KUTIPAN
◆ ◆ ◆ ◆ ◆

Jakarta, SenayanTalks – Kesepakatan dagang antara Indonesia dan Amerika Serikat yang ditandatangani oleh Presiden Prabowo Subianto dan Presiden AS Donald Trump menuai kritik tajam dari kelompok lingkungan hidup. Organisasi Satya Bumi menilai perjanjian ini membuka celah eksploitasi lingkungan, terutama dalam sektor pertambangan mineral kritis seperti nikel.
Dalam kesepakatan tersebut, tarif impor produk Indonesia ke AS akan diturunkan dari 32% menjadi 19%, sementara Indonesia akan memberikan tarif bea masuk 0% untuk produk-produk AS seperti pesawat, BBM, gas, gandum, dan kedelai. Pemerintah menyebut kebijakan ini tidak akan menyebabkan lonjakan impor tak terkendali dan justru akan meningkatkan daya saing ekonomi nasional.
Namun, organisasi Satya Bumi menilai kebijakan ini berisiko tinggi terhadap perlindungan lingkungan hidup dan hak masyarakat adat. Mereka menyoroti bahwa perjanjian dagang ini menyebut rencana Indonesia mencabut pembatasan ekspor untuk semua komoditas industri—termasuk mineral kritis—serta membuka akses penuh kepada AS terhadap komoditas tembaga Indonesia.
“Jargon hilirisasi dan nilai tambah industri mineral kritis menjadi dipertanyakan. Apakah Amerika akan membuka tambang mineral kritis seperti Perancis dengan Eramet-nya?” ujar Manajer Kampanye Satya Bumi, Sayyidattihayaa Afra, Rabu (6/8).

◆ ◆ ◆ ◆ ◆

SEGMEN DATA
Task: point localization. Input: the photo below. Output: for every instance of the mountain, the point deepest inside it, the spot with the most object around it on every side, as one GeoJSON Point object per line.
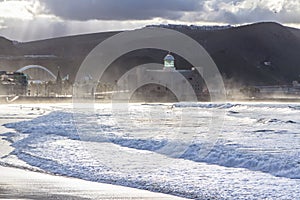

◆ ◆ ◆ ◆ ◆

LATIHAN
Sunting bagian artikel tentang kesepakatan dagang Indonesia dan Amerika Serikat, mulai dari "Namun, organisasi Satya" dan terus sampai "komoditas tembaga Indonesia.", dengan mengganti "tembaga" menjadi "bauksit". Baris-baris data merupakan bahan tersendiri yang terpisah dari artikel.

JAWABAN LENGKAP
Namun, organisasi Satya Bumi menilai kebijakan ini berisiko tinggi terhadap perlindungan lingkungan hidup dan hak masyarakat adat. Mereka menyoroti bahwa perjanjian dagang ini menyebut rencana Indonesia mencabut pembatasan ekspor untuk semua komoditas industri—termasuk mineral kritis—serta membuka akses penuh kepada AS terhadap komoditas bauksit Indonesia.